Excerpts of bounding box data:
○ ○ ○
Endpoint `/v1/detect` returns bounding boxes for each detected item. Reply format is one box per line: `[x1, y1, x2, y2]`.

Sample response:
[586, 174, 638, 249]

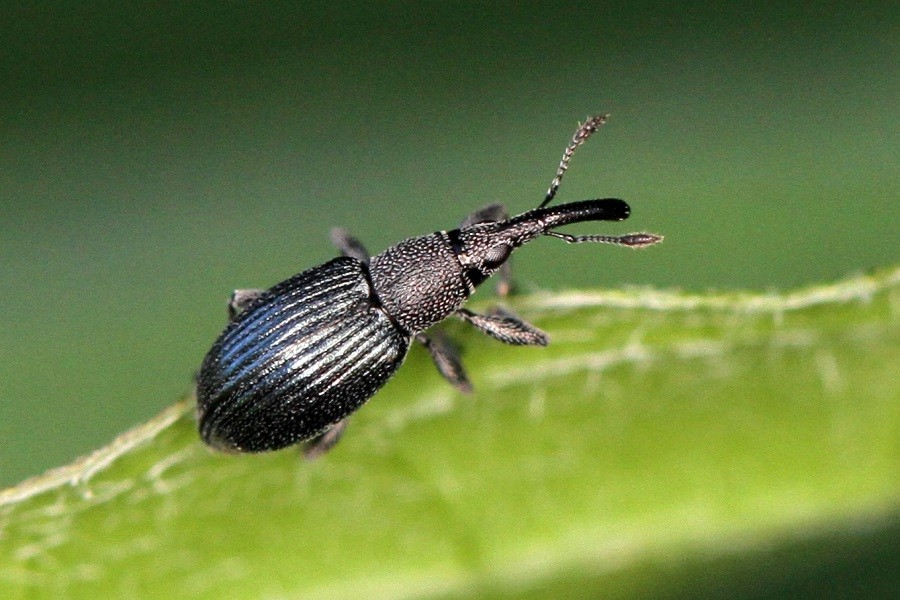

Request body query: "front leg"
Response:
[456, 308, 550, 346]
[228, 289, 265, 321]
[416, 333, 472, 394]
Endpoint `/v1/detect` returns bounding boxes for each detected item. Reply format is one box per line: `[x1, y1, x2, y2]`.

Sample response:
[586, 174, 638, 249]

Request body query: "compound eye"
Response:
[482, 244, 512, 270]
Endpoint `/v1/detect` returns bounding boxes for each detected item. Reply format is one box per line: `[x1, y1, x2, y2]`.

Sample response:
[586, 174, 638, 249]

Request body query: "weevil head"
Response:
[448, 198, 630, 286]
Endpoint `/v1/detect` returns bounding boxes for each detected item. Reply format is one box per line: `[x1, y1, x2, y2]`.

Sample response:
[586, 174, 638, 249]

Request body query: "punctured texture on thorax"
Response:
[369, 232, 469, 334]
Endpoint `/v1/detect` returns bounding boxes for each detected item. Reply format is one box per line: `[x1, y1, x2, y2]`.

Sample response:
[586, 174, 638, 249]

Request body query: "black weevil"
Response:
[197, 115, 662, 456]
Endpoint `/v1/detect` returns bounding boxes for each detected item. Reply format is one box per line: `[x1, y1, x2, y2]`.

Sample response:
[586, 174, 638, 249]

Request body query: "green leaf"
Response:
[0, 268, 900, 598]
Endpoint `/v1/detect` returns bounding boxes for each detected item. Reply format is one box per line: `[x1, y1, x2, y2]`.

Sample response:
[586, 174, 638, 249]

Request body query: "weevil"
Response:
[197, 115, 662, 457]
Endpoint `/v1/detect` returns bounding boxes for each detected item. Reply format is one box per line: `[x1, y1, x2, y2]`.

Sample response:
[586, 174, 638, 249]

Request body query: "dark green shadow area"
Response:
○ ○ ○
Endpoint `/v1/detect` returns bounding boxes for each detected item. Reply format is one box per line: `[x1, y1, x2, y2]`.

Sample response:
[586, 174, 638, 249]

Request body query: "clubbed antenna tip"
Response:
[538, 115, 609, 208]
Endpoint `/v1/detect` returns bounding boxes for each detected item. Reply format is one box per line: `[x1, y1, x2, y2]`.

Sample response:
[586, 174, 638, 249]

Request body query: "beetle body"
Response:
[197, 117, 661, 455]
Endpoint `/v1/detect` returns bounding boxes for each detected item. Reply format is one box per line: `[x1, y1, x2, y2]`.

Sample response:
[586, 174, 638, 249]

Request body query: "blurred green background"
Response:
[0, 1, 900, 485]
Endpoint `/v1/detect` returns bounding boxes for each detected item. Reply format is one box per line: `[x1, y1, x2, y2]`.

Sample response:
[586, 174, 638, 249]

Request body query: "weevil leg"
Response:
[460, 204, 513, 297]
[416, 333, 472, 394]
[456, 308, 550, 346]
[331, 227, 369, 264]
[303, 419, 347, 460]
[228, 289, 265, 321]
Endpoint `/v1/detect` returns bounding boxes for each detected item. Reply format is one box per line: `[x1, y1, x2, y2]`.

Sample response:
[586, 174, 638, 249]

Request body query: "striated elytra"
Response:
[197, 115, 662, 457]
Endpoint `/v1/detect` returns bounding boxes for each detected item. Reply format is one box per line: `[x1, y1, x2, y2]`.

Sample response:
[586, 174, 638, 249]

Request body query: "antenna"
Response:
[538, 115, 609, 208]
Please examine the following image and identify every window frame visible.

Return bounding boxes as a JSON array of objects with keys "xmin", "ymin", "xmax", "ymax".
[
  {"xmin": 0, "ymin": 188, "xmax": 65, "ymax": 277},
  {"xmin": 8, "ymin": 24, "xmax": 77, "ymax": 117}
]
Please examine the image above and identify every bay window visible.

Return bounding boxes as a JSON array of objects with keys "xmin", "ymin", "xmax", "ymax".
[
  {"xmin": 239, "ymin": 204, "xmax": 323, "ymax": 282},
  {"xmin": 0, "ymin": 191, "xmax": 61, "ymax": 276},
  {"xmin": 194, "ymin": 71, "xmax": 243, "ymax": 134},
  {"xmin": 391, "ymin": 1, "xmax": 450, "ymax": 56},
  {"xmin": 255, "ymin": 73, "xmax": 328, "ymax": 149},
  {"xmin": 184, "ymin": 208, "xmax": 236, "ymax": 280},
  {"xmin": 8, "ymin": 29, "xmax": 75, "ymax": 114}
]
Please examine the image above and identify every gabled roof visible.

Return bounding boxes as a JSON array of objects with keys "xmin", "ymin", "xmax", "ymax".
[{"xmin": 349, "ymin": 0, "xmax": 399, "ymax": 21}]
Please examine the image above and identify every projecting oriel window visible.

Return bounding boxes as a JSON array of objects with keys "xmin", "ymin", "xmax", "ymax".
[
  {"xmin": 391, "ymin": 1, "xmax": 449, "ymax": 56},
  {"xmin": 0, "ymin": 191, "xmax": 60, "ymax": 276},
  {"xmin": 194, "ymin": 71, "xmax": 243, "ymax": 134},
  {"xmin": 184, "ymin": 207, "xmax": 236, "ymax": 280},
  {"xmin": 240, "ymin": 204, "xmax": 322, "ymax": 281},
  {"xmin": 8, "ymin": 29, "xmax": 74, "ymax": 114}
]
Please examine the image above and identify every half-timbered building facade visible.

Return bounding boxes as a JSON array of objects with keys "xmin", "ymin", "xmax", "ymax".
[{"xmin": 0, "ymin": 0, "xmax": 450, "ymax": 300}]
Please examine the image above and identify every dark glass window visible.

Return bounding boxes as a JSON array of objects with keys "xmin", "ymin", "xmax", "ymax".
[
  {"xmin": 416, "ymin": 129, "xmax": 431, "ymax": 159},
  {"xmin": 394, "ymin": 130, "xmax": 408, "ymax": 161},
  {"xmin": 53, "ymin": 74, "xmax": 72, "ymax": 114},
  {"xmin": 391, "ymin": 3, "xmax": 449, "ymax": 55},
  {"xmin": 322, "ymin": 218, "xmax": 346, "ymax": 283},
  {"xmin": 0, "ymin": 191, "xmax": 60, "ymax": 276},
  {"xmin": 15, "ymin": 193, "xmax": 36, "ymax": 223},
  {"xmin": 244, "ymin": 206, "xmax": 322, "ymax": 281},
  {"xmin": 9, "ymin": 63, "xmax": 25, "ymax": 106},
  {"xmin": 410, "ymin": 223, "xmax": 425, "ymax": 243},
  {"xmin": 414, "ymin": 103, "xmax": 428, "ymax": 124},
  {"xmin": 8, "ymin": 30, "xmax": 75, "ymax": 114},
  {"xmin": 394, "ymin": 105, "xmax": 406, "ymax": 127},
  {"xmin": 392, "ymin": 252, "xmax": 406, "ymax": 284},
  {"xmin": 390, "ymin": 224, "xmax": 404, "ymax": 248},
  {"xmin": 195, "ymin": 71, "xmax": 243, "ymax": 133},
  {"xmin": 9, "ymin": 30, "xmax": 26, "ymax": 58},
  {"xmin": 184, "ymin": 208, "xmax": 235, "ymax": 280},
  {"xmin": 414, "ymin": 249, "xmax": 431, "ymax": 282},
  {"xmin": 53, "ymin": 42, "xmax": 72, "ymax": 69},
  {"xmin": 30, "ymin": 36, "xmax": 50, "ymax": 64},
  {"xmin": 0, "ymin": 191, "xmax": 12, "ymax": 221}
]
○ ○ ○
Identify every line in the entries above that contains the string "visible", and copy each of those lines.

Please examine the following image and identify every window frame visible.
Please examine the image above and identify every bay window visible.
Please examine the image above and identify every gabled roof visible.
Please examine the image above and identify every projecting oriel window visible.
Please examine the image above and identify every half-timbered building facade visible.
Please examine the image above and identify every dark glass window visible.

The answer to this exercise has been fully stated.